It's hard to overestimate the importance of Ethernet to networking over the past 25 years. When Network World started, the technology had been around a while, but in the last 25 years we have seen Ethernet come to dominate the industry. It has outlasted Token Ring, ATM, FDDI and other competing LAN technologies. It has extended from the LAN into the wide area and wireless realms. Through technologies like switching and QoS controls, Ethernet has become the foundation technology for most networking communications today.
Bob Metcalfe invented Ethernet in 1973 while at Xerox PARC, and the company patented it in 1975. Metcalfe and others then finalized an open Ethernet standard in 1980, and by 1985 it had become an IEEE standard. An industry was born, and Ethernet was ready for its meteoric rise.

◆ Dataset entries ◆
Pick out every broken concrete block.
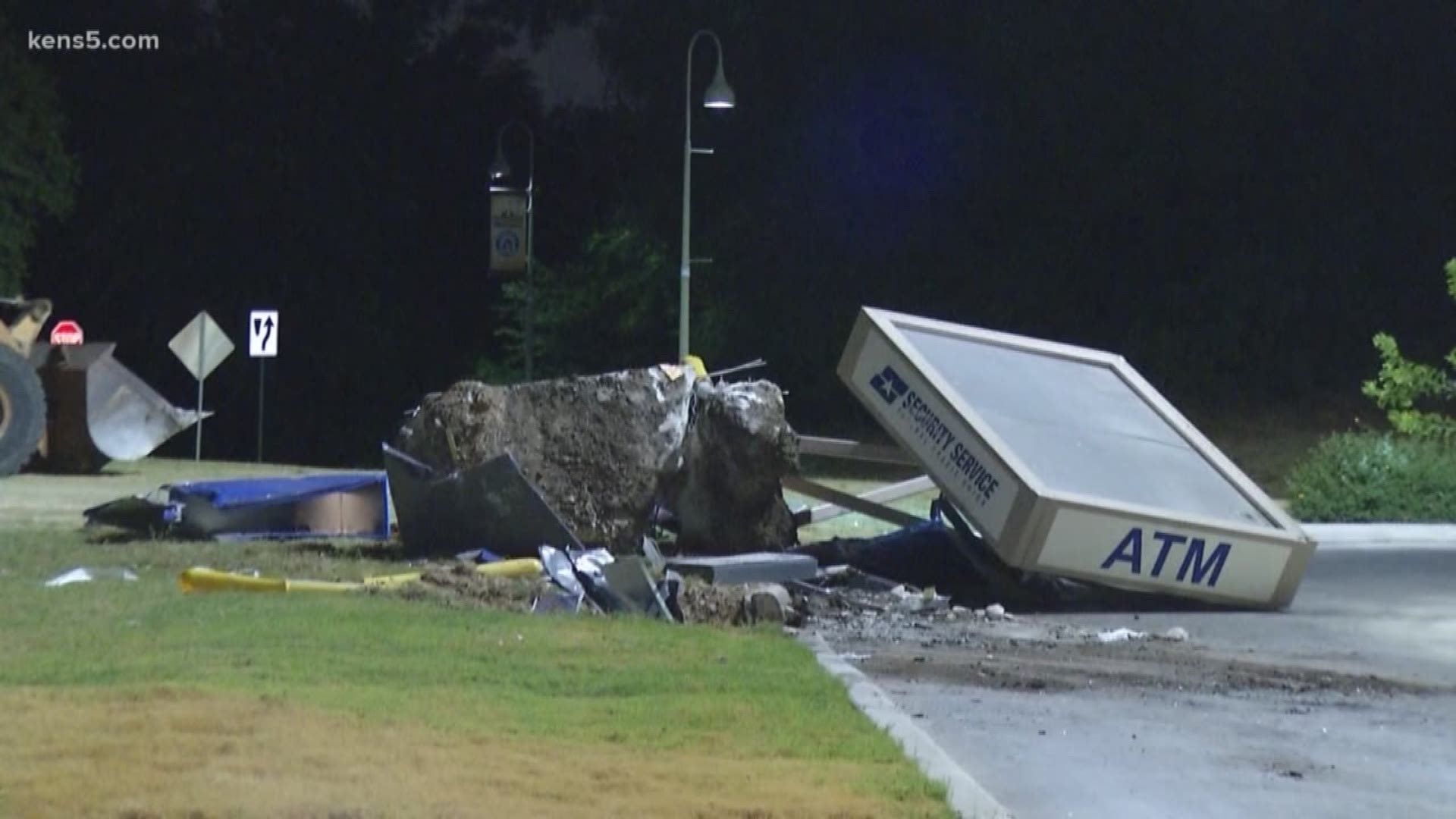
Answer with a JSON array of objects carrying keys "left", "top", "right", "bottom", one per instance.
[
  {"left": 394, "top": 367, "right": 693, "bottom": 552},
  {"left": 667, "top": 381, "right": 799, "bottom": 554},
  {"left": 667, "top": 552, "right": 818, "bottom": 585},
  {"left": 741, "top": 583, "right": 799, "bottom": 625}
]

◆ What is expected ◆
Please copy out the Ethernet passage above word for word, beginning at "It's hard to" and stopping after "its meteoric rise.".

◆ Task response ◆
It's hard to overestimate the importance of Ethernet to networking over the past 25 years. When Network World started, the technology had been around a while, but in the last 25 years we have seen Ethernet come to dominate the industry. It has outlasted Token Ring, ATM, FDDI and other competing LAN technologies. It has extended from the LAN into the wide area and wireless realms. Through technologies like switching and QoS controls, Ethernet has become the foundation technology for most networking communications today.
Bob Metcalfe invented Ethernet in 1973 while at Xerox PARC, and the company patented it in 1975. Metcalfe and others then finalized an open Ethernet standard in 1980, and by 1985 it had become an IEEE standard. An industry was born, and Ethernet was ready for its meteoric rise.